Update the material below by replacing every "in this frame" with "in this image", leaving everything else unchanged. Omit the pictures from your answer.

[A block of data]
** Start **
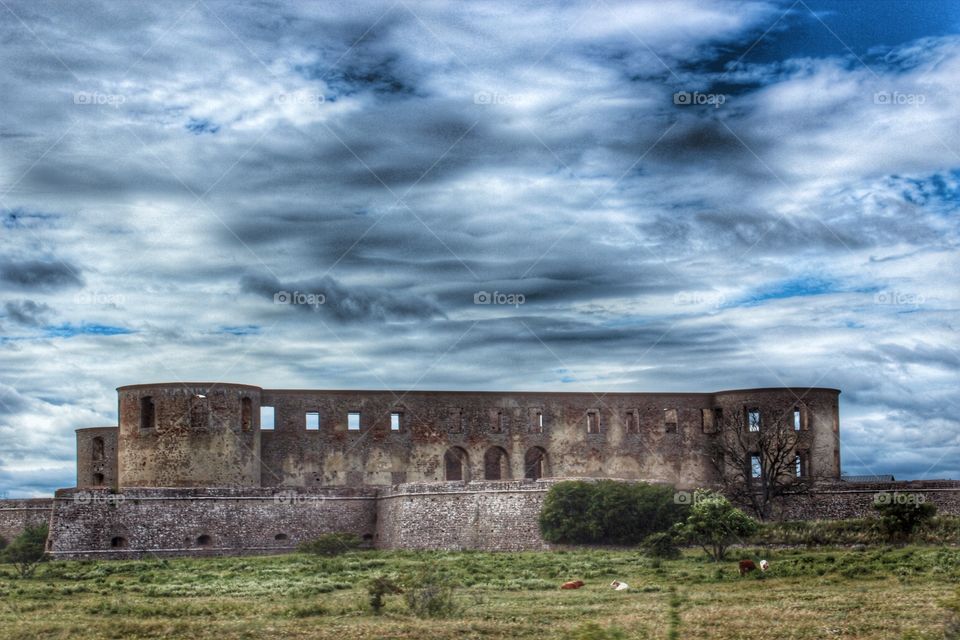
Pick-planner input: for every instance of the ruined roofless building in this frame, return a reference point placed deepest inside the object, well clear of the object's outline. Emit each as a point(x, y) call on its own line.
point(194, 468)
point(213, 435)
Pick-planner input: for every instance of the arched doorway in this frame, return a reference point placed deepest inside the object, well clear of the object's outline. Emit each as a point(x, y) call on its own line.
point(456, 465)
point(535, 464)
point(496, 464)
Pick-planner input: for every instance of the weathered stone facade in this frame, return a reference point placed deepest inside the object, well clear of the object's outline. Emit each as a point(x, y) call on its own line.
point(191, 470)
point(209, 435)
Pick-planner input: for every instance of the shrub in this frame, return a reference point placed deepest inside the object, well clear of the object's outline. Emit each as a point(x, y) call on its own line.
point(607, 512)
point(429, 593)
point(332, 544)
point(661, 545)
point(902, 514)
point(715, 524)
point(27, 550)
point(378, 588)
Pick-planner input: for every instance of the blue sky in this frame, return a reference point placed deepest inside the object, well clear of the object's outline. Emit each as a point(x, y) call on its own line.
point(597, 196)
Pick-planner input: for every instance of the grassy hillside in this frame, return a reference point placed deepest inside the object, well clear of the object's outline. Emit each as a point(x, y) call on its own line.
point(880, 593)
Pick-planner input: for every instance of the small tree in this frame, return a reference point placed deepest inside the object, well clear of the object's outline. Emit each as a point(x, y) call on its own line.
point(775, 443)
point(661, 545)
point(378, 588)
point(714, 524)
point(27, 550)
point(901, 514)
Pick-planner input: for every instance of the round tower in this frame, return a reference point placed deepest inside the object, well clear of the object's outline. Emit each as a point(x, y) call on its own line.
point(192, 434)
point(812, 412)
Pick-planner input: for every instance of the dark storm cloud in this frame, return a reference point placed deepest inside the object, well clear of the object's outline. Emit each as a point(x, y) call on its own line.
point(41, 275)
point(26, 312)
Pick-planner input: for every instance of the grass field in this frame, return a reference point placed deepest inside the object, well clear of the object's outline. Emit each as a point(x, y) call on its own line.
point(881, 593)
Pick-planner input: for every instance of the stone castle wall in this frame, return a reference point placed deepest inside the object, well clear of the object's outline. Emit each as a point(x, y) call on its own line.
point(181, 522)
point(494, 516)
point(209, 435)
point(17, 515)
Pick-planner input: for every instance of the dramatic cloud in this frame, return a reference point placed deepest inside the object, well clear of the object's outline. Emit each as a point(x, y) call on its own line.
point(630, 195)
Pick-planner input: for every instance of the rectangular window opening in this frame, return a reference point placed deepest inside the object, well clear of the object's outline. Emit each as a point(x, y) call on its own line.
point(267, 416)
point(593, 422)
point(706, 420)
point(353, 421)
point(148, 415)
point(455, 419)
point(670, 420)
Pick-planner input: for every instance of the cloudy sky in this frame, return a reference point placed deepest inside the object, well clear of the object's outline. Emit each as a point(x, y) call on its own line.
point(664, 196)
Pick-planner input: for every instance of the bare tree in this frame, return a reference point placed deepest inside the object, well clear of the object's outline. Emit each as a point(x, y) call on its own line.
point(760, 457)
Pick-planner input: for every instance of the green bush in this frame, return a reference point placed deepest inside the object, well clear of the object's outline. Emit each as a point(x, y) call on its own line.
point(661, 545)
point(607, 512)
point(332, 544)
point(715, 524)
point(378, 588)
point(27, 550)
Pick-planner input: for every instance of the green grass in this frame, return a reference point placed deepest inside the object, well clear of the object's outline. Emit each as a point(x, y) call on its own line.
point(882, 593)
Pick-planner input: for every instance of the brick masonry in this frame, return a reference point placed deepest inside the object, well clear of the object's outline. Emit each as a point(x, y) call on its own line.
point(495, 516)
point(191, 471)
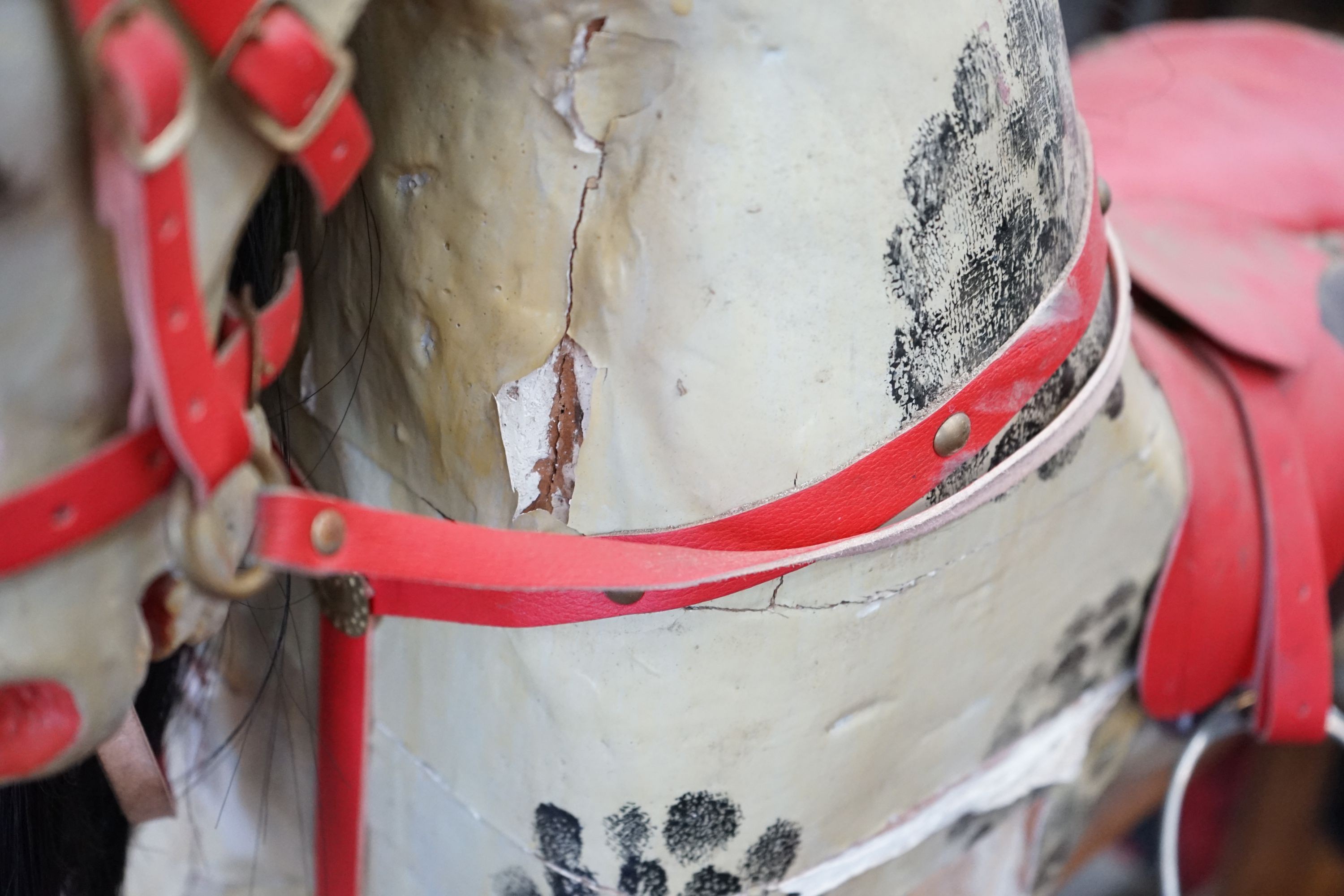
** End **
■ THE RESULT
Pick-planner input: for every instance of the ruined roofless building in this image, return a reference point placed deepest inside the object, well clear of the object's outline. Emit each as a point(x, y) call on its own line.
point(194, 468)
point(213, 435)
Pick-planner input: for every instance of the arched doorway in this image, return a reference point placed deepest inside the object, well clear of the object's outline. Emit each as a point(x, y) call on its own line.
point(456, 465)
point(535, 464)
point(496, 464)
Pick-planner input: for every instance of the weathered stone facade in this image, return a reference point placed deepest inside the object, well clear of the object's outline. Emit each as a point(x, y) call on its own line.
point(191, 470)
point(209, 435)
Pick-planner input: for every instance of the shrub in this image, return a reference point placed deepest inside the object, well clear of the object's outline. Emit each as a point(x, y) call on its own line.
point(607, 512)
point(429, 593)
point(332, 544)
point(661, 545)
point(902, 514)
point(715, 524)
point(27, 550)
point(378, 588)
Pick-planner input: for every instance of the blue sky in this image, return a reference point placed deepest inside the object, well clear of the object's outline. Emit each as a point(x, y) call on its own line.
point(597, 196)
Pick-planner input: for every instance of the grassy hillside in this image, return a reference point placed deepest inside the object, well clear of the object's outline. Emit each as a point(x, y) call on its own line.
point(880, 593)
Pick-planner input: for every instance of the small tree in this image, return a reference point placed deepest inside the object, well clear of the object's outline. Emit each as a point(x, y) call on its own line.
point(775, 443)
point(661, 545)
point(378, 588)
point(714, 524)
point(27, 550)
point(901, 514)
Pick-planner input: for every instance of the round tower in this image, return a reference point placed deepest inside the object, well clear of the object's outline. Emit each as a point(x, y) call on its own line.
point(192, 434)
point(812, 412)
Pick-planner input: for every instance of the dark storm cloud in this image, return a reference point placed deepest inside the object, well clear of the object's outline. Emit each as a point(x, y) call on its own line.
point(41, 275)
point(26, 312)
Pick-planner input: for every instance of the grass field in this image, return a reference point placed deepest inside the object, well clear of the object's outline. Emit each as a point(x, y) call on its own line.
point(881, 593)
Pick-planner input: for every instance of the stone castle wall in this image, return a reference point placed deepest inside the object, well clear of the object's outline. Emit each as a point(x, y) call on its own line.
point(181, 522)
point(494, 516)
point(209, 435)
point(17, 515)
Pick-planner input: for every instance of the dramatic cloud in this image, return a reference point placed deepest inside the object, well clear of the object's outline. Emit each as a point(x, y) call on its own line.
point(630, 195)
Pick-planner input: for every instance of the rectangular window opening in this image, return a reference point placed deepest inside the object, well clear of the object's outline. Emit each as a point(x, y) call on its own line.
point(267, 416)
point(593, 422)
point(706, 420)
point(353, 421)
point(148, 415)
point(455, 419)
point(670, 420)
Pick-planner input: for every instance of the cloudy sky in this image, return a reference point placed deepest inside the object, well clear of the object's outline. Emit each as a point(x, y) call on its own line.
point(664, 196)
Pick-planner input: for every instance of the bare tree in this image, return a reference point placed deepest inside the object, well clear of the object's outline. Emit each as a point(x, y) call on its own line.
point(760, 457)
Pick-planner input: for every instance of the green bush in this image, return a reference point placed deepest inside the object, well clear of the object's outline. Emit each as a point(x, y) call on its own line.
point(661, 545)
point(607, 512)
point(332, 544)
point(715, 524)
point(378, 588)
point(27, 550)
Pick-planner input: for every instance of the green grass in this image, return a reference point placed deepest inside the object, well clear of the object's outline. Emit each as a point(x, y) call on its own line.
point(882, 593)
Pick-planner input: for every instance of the brick masonry in this image, return a reference point placed deepest inside the object, well clear of the object's outline. Emit each as a point(x, y) call on its own line.
point(495, 516)
point(191, 471)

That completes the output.